Stored data entries:
########################################

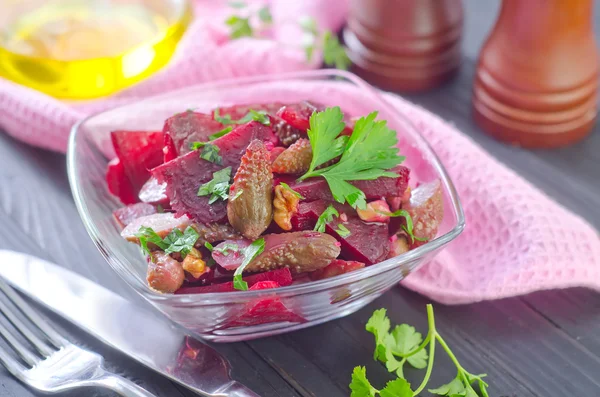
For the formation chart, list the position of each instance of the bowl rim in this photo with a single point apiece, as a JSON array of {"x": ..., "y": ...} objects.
[
  {"x": 182, "y": 16},
  {"x": 225, "y": 297}
]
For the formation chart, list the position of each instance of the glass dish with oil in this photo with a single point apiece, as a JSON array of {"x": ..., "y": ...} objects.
[{"x": 81, "y": 49}]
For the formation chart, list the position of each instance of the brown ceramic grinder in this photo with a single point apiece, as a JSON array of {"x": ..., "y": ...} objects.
[
  {"x": 537, "y": 75},
  {"x": 405, "y": 45}
]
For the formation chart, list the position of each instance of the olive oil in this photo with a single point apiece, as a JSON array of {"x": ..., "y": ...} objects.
[{"x": 81, "y": 49}]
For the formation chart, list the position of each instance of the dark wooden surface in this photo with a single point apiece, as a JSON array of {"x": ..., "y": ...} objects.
[{"x": 545, "y": 344}]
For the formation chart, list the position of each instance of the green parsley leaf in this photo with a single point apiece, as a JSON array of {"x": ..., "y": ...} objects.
[
  {"x": 287, "y": 187},
  {"x": 406, "y": 340},
  {"x": 265, "y": 15},
  {"x": 227, "y": 248},
  {"x": 396, "y": 388},
  {"x": 323, "y": 133},
  {"x": 211, "y": 153},
  {"x": 309, "y": 25},
  {"x": 325, "y": 218},
  {"x": 237, "y": 4},
  {"x": 343, "y": 230},
  {"x": 449, "y": 389},
  {"x": 360, "y": 385},
  {"x": 368, "y": 153},
  {"x": 181, "y": 242},
  {"x": 218, "y": 187},
  {"x": 408, "y": 228},
  {"x": 240, "y": 27},
  {"x": 249, "y": 253},
  {"x": 197, "y": 145},
  {"x": 379, "y": 325},
  {"x": 219, "y": 134},
  {"x": 334, "y": 54},
  {"x": 148, "y": 235}
]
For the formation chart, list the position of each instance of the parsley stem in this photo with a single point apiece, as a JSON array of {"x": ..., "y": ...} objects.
[
  {"x": 400, "y": 370},
  {"x": 420, "y": 347},
  {"x": 459, "y": 368},
  {"x": 432, "y": 336}
]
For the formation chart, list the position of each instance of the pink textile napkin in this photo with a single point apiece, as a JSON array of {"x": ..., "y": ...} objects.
[{"x": 517, "y": 240}]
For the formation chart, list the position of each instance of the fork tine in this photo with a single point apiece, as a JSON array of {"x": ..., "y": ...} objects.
[
  {"x": 11, "y": 364},
  {"x": 57, "y": 340},
  {"x": 39, "y": 344},
  {"x": 18, "y": 347}
]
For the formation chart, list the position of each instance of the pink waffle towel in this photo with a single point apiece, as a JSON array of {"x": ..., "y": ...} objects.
[{"x": 517, "y": 240}]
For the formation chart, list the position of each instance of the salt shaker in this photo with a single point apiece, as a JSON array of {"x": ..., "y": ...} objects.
[
  {"x": 537, "y": 75},
  {"x": 405, "y": 45}
]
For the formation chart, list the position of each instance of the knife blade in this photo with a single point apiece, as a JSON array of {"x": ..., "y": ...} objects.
[{"x": 139, "y": 333}]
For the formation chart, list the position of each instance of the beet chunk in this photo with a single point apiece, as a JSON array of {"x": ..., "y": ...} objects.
[
  {"x": 236, "y": 112},
  {"x": 118, "y": 183},
  {"x": 154, "y": 193},
  {"x": 298, "y": 114},
  {"x": 317, "y": 189},
  {"x": 283, "y": 277},
  {"x": 185, "y": 174},
  {"x": 187, "y": 127},
  {"x": 138, "y": 151},
  {"x": 366, "y": 243}
]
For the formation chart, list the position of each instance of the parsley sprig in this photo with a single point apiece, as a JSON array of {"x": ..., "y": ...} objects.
[
  {"x": 175, "y": 241},
  {"x": 249, "y": 253},
  {"x": 404, "y": 344},
  {"x": 325, "y": 218},
  {"x": 218, "y": 187},
  {"x": 409, "y": 227},
  {"x": 334, "y": 53},
  {"x": 367, "y": 154}
]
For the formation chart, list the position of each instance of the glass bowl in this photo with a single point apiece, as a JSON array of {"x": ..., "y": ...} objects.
[
  {"x": 79, "y": 49},
  {"x": 242, "y": 315}
]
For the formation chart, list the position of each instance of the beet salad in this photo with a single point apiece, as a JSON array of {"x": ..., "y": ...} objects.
[{"x": 265, "y": 195}]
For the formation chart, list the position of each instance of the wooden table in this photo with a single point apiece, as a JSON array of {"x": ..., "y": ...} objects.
[{"x": 544, "y": 344}]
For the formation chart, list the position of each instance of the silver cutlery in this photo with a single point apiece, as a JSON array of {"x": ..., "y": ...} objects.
[
  {"x": 51, "y": 364},
  {"x": 157, "y": 344}
]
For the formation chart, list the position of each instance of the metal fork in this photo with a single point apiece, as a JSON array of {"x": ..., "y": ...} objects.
[{"x": 58, "y": 364}]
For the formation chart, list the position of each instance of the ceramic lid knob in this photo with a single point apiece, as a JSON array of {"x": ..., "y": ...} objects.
[
  {"x": 407, "y": 45},
  {"x": 537, "y": 74}
]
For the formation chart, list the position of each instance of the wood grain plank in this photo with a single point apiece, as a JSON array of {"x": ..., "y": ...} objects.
[{"x": 39, "y": 217}]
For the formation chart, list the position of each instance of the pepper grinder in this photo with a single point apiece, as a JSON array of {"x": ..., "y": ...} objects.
[
  {"x": 537, "y": 74},
  {"x": 405, "y": 45}
]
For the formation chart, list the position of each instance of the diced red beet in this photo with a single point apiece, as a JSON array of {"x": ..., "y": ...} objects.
[
  {"x": 263, "y": 311},
  {"x": 187, "y": 127},
  {"x": 139, "y": 151},
  {"x": 367, "y": 242},
  {"x": 238, "y": 111},
  {"x": 298, "y": 114},
  {"x": 317, "y": 189},
  {"x": 264, "y": 285},
  {"x": 187, "y": 173},
  {"x": 154, "y": 193},
  {"x": 335, "y": 268},
  {"x": 283, "y": 277},
  {"x": 229, "y": 253},
  {"x": 169, "y": 150},
  {"x": 118, "y": 183},
  {"x": 125, "y": 215}
]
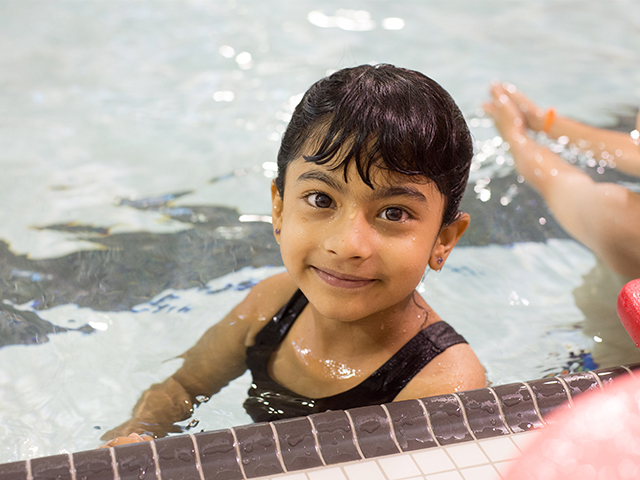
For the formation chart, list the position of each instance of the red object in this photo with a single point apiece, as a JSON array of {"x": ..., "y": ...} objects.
[
  {"x": 629, "y": 309},
  {"x": 598, "y": 439}
]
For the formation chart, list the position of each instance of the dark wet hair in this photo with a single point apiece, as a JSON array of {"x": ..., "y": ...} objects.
[{"x": 393, "y": 118}]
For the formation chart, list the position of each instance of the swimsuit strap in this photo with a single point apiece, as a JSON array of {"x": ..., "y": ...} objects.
[
  {"x": 272, "y": 334},
  {"x": 384, "y": 385}
]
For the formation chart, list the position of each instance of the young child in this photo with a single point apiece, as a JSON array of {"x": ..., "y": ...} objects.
[
  {"x": 603, "y": 216},
  {"x": 371, "y": 171}
]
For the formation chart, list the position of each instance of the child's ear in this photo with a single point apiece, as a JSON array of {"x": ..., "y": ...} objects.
[
  {"x": 276, "y": 210},
  {"x": 447, "y": 239}
]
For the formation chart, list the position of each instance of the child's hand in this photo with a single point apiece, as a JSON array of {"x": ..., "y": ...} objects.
[
  {"x": 132, "y": 438},
  {"x": 532, "y": 113},
  {"x": 508, "y": 118}
]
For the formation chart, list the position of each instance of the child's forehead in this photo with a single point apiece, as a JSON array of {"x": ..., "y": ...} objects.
[{"x": 304, "y": 170}]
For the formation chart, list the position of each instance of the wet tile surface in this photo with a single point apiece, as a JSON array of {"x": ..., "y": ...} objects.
[{"x": 471, "y": 435}]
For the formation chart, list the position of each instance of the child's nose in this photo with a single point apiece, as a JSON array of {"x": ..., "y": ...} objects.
[{"x": 350, "y": 236}]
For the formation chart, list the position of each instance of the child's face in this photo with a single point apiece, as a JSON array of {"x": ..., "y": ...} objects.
[{"x": 355, "y": 251}]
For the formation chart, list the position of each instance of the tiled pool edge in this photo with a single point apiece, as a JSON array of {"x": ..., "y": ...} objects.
[{"x": 329, "y": 438}]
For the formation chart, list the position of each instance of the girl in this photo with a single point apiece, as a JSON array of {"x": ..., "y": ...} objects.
[{"x": 371, "y": 171}]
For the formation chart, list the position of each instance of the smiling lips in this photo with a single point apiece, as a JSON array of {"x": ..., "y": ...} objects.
[{"x": 342, "y": 280}]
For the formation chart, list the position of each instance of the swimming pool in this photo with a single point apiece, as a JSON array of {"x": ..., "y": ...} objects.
[{"x": 133, "y": 132}]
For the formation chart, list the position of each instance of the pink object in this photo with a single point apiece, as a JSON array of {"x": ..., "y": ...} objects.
[
  {"x": 598, "y": 439},
  {"x": 629, "y": 309}
]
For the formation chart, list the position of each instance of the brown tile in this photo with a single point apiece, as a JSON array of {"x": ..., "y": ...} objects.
[
  {"x": 373, "y": 431},
  {"x": 447, "y": 420},
  {"x": 258, "y": 450},
  {"x": 518, "y": 407},
  {"x": 218, "y": 457},
  {"x": 410, "y": 425},
  {"x": 13, "y": 471},
  {"x": 580, "y": 382},
  {"x": 56, "y": 467},
  {"x": 550, "y": 395},
  {"x": 607, "y": 375},
  {"x": 177, "y": 458},
  {"x": 297, "y": 444},
  {"x": 94, "y": 465},
  {"x": 483, "y": 413},
  {"x": 135, "y": 461},
  {"x": 335, "y": 437}
]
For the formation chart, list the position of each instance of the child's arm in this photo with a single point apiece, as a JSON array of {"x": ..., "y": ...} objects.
[
  {"x": 624, "y": 149},
  {"x": 216, "y": 359},
  {"x": 603, "y": 216}
]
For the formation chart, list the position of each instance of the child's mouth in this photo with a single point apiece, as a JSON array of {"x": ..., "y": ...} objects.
[{"x": 342, "y": 280}]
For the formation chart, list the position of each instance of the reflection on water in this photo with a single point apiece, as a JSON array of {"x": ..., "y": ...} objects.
[{"x": 146, "y": 101}]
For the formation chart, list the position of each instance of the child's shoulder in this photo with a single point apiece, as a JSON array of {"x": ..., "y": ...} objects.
[{"x": 264, "y": 300}]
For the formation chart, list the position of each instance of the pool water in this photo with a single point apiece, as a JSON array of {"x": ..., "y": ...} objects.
[{"x": 138, "y": 146}]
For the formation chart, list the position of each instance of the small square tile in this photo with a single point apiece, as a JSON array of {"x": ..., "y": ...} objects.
[
  {"x": 500, "y": 449},
  {"x": 503, "y": 467},
  {"x": 467, "y": 455},
  {"x": 332, "y": 473},
  {"x": 482, "y": 472},
  {"x": 364, "y": 471},
  {"x": 398, "y": 467},
  {"x": 522, "y": 441},
  {"x": 291, "y": 476},
  {"x": 453, "y": 475},
  {"x": 433, "y": 461}
]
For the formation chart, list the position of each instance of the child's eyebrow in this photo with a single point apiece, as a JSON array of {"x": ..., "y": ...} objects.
[
  {"x": 379, "y": 193},
  {"x": 322, "y": 177},
  {"x": 398, "y": 191}
]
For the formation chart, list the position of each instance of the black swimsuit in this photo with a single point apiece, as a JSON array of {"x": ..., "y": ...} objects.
[{"x": 270, "y": 401}]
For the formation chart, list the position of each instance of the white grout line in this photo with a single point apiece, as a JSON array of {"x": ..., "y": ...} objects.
[
  {"x": 500, "y": 411},
  {"x": 114, "y": 464},
  {"x": 155, "y": 459},
  {"x": 629, "y": 370},
  {"x": 597, "y": 378},
  {"x": 236, "y": 445},
  {"x": 353, "y": 434},
  {"x": 72, "y": 467},
  {"x": 464, "y": 416},
  {"x": 276, "y": 439},
  {"x": 567, "y": 390},
  {"x": 535, "y": 402},
  {"x": 392, "y": 428},
  {"x": 426, "y": 415},
  {"x": 315, "y": 437},
  {"x": 197, "y": 454}
]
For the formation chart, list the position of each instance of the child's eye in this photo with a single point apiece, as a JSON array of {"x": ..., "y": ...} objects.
[
  {"x": 394, "y": 214},
  {"x": 320, "y": 200}
]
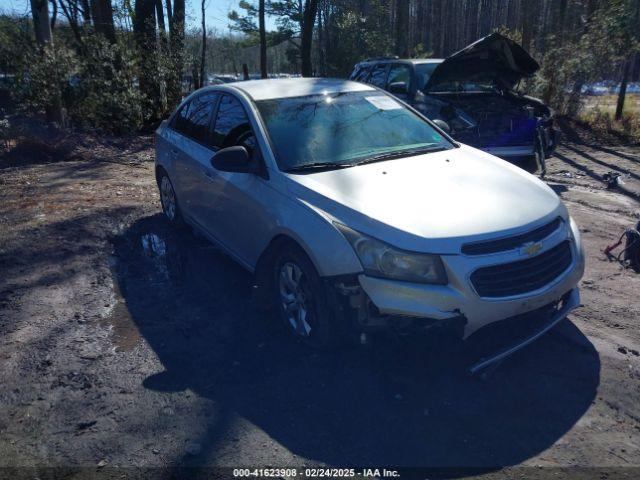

########################################

## Your assignment:
Copy exactly and only this span: the line with "of the black" through the final line of the entries, both ends included, with the pictures left out.

## The answer:
For the formation chart, list the position of each instance of the black swimsuit in this photo with a single point apiece, as a JSON array of {"x": ..., "y": ...} objects.
[{"x": 270, "y": 401}]
For the formation chart, list the position of each instance of the white grout line in this photo with a single point apiece, as a JSON array of {"x": ..., "y": ...} objects.
[
  {"x": 500, "y": 411},
  {"x": 114, "y": 464},
  {"x": 155, "y": 459},
  {"x": 629, "y": 370},
  {"x": 597, "y": 378},
  {"x": 236, "y": 445},
  {"x": 353, "y": 434},
  {"x": 72, "y": 467},
  {"x": 464, "y": 416},
  {"x": 276, "y": 439},
  {"x": 567, "y": 390},
  {"x": 535, "y": 402},
  {"x": 392, "y": 428},
  {"x": 426, "y": 415},
  {"x": 315, "y": 437},
  {"x": 197, "y": 454}
]
For the formation chart, list the position of each instance of the child's eye in this photo with a single point apiece, as a JSON array of {"x": ..., "y": ...} objects.
[
  {"x": 394, "y": 214},
  {"x": 320, "y": 200}
]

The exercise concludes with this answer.